Hülya Yakut Ablama “Ağladım” şiirine ve yorumuna ithafen…
Gülmek ona yakışıyorsa bana da ağlamak yakışıyormuş demek ki..
Ben ilk ağlamamı hatırlayamıyorum. Doğduğumda ağlamışım. Annem şahit olmuş buna bir de de ebem. Fakat bu ağlamak kayda değer bir şey değil. Çünkü her çocuk doğarken ağlar. Maverasına girecek olursak vardır bunun hikmeti ama anatomik olarak, bedensel bir tepkiden ibarettir. Kabaca söylersem, ana rahmindeki oksijensiz ortamdan, dünyaya doğan her bebeğin ciğerlerine dolan oksijenin verdiği acıyla ağladığı herkesçe malum. O andaki bebek ağlaması, doğumu bekleyen herkes için gülmeye, sevince yol açtığından ağlayan için değil ağlamayı bekleyenler için güzeldir. Netice olarak bu ağlamayı içgüdüsel sayarsak pek kayda değer bir vaka sayılmaz.
Hatırladığım ikinci ağlama, 4 yaşındayken bacağımdaki kemik iltihabı yüzünden çevredeki doktorlar, ocaklar, kocakarı ilaçları fayda etmeyince bir sabah alacakaranlıkta babamın kucağında gurbete tedavi için gittiğimiz anda gördüğüm ağlamaydı. Babam, otobüse binip geziye çıkacağımızı; başka yerler, başka göller, başka ormanlar göreceğimizi söylemişti bana. Oysa alacakaranlıkta, arkamızdan bir tas su dökerken göz göze geldiğimizde annemin iki gözü iki çeşmeydi. Beni giydirirken, bavulumuzu hazırlarken -yıllarca her kokladığımda zihnime çakılı gurbet kokusu imajı uyandıran- kolonyayı babama tutarken bile hiç fark ettirmedi gözlerindeki nemi. Ta ki evin kapısından geçirip sokağa çıktığımızda babamın yüzü ileriye, benim yüzüm arkaya dönük vaziyette omzunda olduğum için annemin sessizce ağladığını gördüm. Ağlayan anne gözleri kadar derin bir manzara gördüğümü hatırlamıyorum. Bu ağlama güzel değildi.

İstenenler:
a: Ağlamak üzerine yazıya göre şu soruları yanıtlayın:
(i) Her bebeğin doğarken ağlamasının anatomik sebebi nedir?
(ii) Yazar dört yaşındayken hangi rahatsızlık yüzünden tedaviye götürülmüştür?
(iii) Baba, yola çıkmadan önce yolculuğu nasıl anlatmıştır?
b: Ağlamak üzerine yazıyı, son cümlesinden sonra kaldığı yerden devam ettirin.

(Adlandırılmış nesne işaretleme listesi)
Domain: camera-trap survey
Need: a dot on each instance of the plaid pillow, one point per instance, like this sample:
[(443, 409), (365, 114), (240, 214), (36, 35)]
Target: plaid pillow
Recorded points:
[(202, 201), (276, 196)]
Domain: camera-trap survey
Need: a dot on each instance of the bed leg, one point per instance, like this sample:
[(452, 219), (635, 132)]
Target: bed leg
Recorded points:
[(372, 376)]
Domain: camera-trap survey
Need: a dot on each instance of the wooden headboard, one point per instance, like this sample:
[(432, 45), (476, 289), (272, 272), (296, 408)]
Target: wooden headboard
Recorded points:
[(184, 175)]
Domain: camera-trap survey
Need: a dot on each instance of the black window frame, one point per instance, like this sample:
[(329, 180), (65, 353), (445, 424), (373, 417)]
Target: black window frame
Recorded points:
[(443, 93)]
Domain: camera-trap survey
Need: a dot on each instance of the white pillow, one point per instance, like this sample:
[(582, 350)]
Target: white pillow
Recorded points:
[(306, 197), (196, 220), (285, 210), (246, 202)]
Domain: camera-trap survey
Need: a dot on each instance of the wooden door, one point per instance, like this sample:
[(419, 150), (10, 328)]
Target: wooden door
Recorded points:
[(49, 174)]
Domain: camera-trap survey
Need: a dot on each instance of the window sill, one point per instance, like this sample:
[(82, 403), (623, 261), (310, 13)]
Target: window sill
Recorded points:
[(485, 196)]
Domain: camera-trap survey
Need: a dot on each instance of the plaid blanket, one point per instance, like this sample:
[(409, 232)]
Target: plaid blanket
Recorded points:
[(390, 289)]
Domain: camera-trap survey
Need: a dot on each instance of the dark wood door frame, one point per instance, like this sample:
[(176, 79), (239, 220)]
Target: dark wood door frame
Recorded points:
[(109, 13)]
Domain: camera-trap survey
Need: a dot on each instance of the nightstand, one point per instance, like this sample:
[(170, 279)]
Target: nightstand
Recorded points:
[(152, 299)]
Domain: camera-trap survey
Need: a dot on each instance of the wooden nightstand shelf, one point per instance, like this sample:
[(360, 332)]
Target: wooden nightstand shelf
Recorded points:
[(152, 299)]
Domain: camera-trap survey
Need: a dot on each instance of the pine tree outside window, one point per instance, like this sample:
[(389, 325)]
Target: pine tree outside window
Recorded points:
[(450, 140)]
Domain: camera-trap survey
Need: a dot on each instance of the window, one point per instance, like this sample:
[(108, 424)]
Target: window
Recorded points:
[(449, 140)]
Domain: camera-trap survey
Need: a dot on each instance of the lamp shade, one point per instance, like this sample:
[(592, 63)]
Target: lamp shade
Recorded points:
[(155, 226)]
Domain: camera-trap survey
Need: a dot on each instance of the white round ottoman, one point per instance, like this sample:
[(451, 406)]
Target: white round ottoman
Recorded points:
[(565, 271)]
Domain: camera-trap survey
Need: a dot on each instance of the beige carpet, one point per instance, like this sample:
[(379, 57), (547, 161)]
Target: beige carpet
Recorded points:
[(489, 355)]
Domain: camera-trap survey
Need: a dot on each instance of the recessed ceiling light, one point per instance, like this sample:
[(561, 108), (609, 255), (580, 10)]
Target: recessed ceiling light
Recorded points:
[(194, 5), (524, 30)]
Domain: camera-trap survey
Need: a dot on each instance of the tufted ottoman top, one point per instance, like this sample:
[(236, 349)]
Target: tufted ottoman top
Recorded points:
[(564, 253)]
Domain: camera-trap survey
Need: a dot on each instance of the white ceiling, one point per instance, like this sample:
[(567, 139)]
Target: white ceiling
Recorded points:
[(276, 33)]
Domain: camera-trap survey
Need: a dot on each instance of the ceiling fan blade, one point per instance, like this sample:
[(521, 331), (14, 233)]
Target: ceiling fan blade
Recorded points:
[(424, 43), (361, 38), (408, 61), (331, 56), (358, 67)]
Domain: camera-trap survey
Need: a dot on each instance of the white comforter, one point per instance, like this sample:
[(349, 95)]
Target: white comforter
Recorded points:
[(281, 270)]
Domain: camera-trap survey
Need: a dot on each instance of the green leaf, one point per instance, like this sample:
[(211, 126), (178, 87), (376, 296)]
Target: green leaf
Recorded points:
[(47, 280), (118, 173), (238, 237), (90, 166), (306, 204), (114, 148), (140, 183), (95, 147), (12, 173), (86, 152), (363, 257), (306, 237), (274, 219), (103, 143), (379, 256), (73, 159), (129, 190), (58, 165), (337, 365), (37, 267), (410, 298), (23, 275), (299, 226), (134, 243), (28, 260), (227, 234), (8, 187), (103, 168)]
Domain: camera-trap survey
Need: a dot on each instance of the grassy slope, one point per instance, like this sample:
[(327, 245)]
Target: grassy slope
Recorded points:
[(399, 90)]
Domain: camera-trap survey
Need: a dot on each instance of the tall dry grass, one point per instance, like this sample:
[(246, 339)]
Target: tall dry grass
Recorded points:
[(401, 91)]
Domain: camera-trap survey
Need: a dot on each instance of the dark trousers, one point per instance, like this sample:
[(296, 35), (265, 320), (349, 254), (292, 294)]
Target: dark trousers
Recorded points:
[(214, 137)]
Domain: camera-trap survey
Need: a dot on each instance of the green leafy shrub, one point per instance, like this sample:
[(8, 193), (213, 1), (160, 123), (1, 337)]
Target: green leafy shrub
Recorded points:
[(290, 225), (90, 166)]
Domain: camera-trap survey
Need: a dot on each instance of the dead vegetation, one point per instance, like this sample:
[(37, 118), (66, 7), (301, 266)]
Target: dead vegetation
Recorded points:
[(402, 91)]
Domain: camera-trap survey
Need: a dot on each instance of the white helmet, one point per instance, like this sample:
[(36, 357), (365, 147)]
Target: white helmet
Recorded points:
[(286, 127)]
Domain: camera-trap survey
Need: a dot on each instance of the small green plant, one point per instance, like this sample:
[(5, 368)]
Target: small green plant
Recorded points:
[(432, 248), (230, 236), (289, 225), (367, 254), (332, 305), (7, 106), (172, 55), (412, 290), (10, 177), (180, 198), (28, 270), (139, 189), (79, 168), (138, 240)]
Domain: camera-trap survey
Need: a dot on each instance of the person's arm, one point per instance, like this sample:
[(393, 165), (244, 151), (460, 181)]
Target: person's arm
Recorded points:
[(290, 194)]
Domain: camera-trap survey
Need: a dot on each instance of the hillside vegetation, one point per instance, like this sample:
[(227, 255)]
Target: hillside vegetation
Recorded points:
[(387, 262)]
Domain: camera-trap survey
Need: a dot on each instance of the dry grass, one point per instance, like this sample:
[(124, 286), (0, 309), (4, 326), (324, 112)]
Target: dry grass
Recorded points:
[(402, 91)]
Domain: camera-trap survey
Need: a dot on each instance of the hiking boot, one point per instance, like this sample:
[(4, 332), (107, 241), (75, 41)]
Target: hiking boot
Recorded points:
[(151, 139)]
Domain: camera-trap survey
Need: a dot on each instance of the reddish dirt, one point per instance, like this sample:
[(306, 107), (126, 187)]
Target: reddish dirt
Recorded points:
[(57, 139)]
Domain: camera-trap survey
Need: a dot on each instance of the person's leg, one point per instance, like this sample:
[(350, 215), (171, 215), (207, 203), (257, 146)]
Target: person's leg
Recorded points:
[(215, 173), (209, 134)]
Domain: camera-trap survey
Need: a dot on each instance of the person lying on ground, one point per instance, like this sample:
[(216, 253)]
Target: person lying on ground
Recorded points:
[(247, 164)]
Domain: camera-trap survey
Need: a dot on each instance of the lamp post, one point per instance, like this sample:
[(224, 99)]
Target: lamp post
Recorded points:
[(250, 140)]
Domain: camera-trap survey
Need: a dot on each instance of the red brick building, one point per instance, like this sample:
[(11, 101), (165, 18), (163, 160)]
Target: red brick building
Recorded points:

Görevlere Göre Yanıtlar:
a:
(i) Ana rahmindeki oksijensiz ortamdan dünyaya gelen bebeğin ciğerlerine dolan oksijenin verdiği acı.
(ii) Bacağındaki kemik iltihabı.
(iii) Otobüse binip geziye çıkacaklarını, başka yerler, başka göller ve başka ormanlar göreceklerini söylemiştir.

b:
Üçüncü ağlama, ilkokul 4. sınıftayken ayağımdaki ameliyatlı yerde yine çıban, iltihap çıkmış, sancıdan gecem-gündüzüm birbirine karışmış uyku nedir bilmez olmuştum. Saatler sonra inlemekten ruhum ve beynim yorulmuş, gecenin geç saatlerine doğru her nasılsa sızıp kalmıştım. Rüyamda yemyeşil çayırlıklarda dört nala koşan at gibi bir o yana bir bu yana koşuyordum. Hasta bacağım hiç mi hiç ağrımıyordu, sapasağlamdı… İşte zindandaki bir mahkumun rüyada dışarıda dolaşması gibi bu tatlı halette iken birden hasta bacağımda müthiş bir darbe ve dehşetli bir sancı hissiyle uyandım. Meğer kan uykuda sağa sola dönerken yattığım yataktan tam da iltihaplı bacağımın üstüne düşmüştüm. Ve gecenin ıssız karanlığında feryad ü figana başlamıştım. İlk annem yetişti feryadıma. İlk o tutup kucaklayarak yatağıma yerleştirdi. Ben avaz avaz bağırdığımdan o beni teselli için uğraşırken ağlamayı unutmuştu. Bu ağlamayı da güzel bulamam elbette.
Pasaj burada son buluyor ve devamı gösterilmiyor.